Box annotations for photographs
-*-

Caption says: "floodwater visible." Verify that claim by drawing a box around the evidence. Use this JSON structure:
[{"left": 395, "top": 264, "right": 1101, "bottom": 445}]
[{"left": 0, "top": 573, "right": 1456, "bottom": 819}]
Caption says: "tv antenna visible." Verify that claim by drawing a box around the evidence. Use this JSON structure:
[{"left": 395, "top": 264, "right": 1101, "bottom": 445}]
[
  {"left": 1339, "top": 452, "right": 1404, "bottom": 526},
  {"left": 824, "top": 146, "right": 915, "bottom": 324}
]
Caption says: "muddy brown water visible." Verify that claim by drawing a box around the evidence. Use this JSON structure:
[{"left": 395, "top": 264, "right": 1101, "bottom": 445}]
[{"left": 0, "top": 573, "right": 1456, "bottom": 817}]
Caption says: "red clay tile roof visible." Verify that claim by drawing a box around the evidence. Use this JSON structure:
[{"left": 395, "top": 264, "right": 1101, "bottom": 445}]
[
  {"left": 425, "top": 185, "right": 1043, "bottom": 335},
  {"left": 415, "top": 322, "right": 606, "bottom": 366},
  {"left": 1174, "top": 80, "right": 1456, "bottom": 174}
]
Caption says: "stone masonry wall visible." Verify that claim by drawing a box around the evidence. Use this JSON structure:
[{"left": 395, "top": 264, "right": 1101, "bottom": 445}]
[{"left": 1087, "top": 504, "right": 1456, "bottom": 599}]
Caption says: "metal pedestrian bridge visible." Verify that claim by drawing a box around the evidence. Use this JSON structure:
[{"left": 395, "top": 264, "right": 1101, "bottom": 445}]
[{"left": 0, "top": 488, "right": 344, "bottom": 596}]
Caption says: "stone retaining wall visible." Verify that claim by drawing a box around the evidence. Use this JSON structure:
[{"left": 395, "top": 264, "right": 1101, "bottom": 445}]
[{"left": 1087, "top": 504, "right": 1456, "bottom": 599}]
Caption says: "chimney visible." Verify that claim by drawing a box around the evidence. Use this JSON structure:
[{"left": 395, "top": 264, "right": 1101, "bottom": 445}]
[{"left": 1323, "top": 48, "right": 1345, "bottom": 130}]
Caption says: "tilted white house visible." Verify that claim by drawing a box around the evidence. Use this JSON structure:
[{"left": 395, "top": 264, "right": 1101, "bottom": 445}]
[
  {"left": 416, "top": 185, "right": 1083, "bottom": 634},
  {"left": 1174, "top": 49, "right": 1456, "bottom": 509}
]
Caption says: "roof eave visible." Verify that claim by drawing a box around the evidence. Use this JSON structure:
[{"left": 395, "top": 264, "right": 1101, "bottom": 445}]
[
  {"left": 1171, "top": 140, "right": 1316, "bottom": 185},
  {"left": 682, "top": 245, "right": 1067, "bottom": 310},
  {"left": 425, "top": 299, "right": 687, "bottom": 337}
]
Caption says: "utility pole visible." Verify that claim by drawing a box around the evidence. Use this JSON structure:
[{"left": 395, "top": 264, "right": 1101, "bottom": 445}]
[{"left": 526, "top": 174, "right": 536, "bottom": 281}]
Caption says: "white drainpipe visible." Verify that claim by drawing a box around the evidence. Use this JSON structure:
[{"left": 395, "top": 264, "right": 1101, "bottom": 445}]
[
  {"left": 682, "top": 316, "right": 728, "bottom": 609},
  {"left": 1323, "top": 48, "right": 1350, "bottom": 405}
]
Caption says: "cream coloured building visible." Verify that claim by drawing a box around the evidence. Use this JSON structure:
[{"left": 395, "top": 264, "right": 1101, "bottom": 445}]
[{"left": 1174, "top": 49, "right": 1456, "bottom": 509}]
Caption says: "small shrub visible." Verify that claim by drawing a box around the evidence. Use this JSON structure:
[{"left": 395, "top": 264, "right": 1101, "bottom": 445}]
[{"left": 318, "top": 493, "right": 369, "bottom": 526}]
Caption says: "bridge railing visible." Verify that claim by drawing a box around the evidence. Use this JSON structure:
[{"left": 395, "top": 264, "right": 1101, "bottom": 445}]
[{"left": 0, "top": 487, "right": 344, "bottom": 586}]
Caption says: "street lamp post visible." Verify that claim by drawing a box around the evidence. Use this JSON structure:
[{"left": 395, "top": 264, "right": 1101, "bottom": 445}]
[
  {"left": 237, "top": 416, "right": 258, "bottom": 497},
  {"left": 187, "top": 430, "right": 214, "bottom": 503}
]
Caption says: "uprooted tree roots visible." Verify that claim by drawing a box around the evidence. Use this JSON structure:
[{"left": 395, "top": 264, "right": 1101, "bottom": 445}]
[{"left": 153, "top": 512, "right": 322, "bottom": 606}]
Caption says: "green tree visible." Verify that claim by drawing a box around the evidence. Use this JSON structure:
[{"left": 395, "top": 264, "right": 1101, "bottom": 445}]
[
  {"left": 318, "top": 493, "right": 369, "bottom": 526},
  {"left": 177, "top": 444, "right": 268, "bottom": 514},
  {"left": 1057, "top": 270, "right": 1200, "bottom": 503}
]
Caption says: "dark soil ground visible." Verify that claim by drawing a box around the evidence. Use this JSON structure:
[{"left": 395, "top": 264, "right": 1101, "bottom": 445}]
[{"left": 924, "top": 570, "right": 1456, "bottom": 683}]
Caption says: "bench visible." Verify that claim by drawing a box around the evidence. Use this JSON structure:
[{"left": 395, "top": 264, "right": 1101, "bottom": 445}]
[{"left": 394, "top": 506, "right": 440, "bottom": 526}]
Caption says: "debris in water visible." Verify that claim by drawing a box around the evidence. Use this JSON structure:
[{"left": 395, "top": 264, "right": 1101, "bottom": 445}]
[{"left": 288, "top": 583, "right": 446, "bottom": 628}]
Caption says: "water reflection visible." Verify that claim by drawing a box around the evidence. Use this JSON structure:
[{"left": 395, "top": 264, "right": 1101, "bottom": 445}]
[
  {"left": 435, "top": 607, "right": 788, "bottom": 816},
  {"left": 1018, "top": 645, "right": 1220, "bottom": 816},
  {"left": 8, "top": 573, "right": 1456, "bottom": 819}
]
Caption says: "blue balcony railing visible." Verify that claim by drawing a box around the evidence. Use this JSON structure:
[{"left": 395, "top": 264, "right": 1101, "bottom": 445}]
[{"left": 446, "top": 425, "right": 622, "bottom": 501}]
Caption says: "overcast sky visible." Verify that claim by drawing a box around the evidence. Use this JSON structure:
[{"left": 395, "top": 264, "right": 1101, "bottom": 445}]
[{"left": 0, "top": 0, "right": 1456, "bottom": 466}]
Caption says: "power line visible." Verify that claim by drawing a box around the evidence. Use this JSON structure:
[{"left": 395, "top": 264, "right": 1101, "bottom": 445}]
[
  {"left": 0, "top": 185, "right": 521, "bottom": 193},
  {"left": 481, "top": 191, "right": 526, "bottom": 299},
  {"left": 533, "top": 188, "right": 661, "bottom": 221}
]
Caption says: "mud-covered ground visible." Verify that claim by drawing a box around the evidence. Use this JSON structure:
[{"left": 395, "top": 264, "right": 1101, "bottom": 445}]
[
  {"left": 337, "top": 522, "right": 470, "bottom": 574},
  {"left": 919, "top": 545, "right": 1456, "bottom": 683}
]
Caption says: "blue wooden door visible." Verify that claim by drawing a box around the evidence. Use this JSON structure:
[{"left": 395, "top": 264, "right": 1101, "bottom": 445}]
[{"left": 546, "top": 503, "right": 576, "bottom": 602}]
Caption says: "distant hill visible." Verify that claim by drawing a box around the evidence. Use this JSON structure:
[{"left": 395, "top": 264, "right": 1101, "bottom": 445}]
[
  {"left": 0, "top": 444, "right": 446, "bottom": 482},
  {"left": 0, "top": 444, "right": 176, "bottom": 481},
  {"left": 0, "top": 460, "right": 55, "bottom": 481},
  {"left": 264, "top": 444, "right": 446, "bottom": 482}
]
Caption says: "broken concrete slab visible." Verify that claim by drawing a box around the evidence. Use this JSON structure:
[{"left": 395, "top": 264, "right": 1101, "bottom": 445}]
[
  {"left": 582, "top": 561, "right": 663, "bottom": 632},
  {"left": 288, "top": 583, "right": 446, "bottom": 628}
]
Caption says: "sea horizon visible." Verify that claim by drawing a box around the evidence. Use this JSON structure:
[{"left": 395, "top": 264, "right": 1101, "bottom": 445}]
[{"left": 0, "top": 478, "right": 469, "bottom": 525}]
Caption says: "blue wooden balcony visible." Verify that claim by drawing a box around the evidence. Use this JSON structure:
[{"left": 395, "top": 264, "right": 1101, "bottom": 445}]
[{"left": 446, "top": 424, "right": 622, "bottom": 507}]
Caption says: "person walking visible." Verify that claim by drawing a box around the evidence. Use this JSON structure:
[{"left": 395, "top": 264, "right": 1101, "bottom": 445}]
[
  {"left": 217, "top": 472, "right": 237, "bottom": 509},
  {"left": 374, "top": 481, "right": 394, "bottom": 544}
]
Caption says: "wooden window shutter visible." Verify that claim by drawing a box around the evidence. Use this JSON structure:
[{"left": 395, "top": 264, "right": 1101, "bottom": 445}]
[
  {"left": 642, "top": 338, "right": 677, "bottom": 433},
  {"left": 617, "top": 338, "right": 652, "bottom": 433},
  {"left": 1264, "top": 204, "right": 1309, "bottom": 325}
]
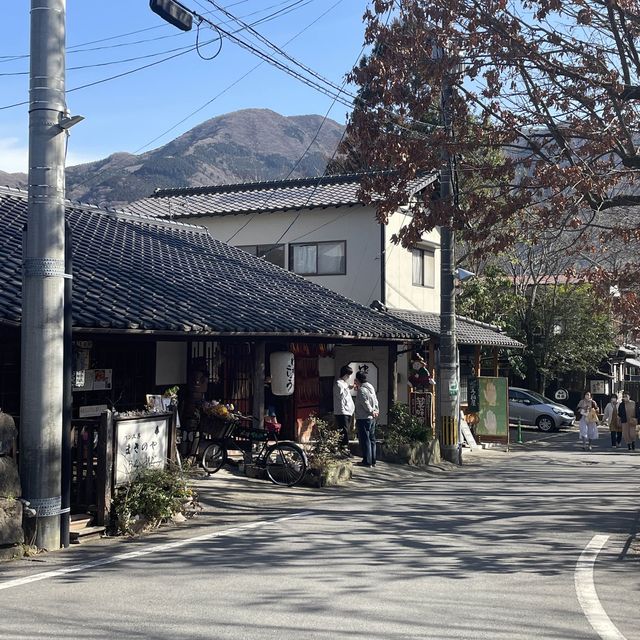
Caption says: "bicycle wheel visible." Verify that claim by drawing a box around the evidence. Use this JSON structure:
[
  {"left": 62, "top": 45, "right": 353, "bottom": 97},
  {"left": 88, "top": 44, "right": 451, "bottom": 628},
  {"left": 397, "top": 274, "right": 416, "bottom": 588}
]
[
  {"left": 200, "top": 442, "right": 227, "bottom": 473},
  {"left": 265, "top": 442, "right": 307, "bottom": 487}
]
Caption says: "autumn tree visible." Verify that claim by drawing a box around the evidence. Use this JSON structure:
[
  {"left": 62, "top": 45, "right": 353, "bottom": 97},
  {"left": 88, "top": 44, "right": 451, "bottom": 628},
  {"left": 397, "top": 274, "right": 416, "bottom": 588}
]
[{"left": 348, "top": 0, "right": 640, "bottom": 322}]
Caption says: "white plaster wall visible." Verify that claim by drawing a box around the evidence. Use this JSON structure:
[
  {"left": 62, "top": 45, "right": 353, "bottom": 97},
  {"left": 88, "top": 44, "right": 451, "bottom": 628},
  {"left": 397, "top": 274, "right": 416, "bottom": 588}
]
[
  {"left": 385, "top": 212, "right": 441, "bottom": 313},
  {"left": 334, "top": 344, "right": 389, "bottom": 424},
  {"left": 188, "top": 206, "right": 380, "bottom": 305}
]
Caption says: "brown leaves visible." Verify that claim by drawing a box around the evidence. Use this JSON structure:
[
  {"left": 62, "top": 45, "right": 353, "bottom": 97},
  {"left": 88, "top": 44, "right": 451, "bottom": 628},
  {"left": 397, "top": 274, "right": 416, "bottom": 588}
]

-*-

** EXERCISE AIM **
Gather every line of the data above that contains the string "white", treating uppercase and lowercase letters as distinct.

** CORRECT RESULT **
Caption says: "tilted white house visible." Verify that claim by drawing a box around the evidence. Use this JSON structure:
Caption says: "white drainpipe visible." Verify that claim by drawing a box around the evidence. Use this JSON structure:
Caption says: "white plaster wall visible." Verify that claim by drawing a box around the evidence. Use this JSON structure:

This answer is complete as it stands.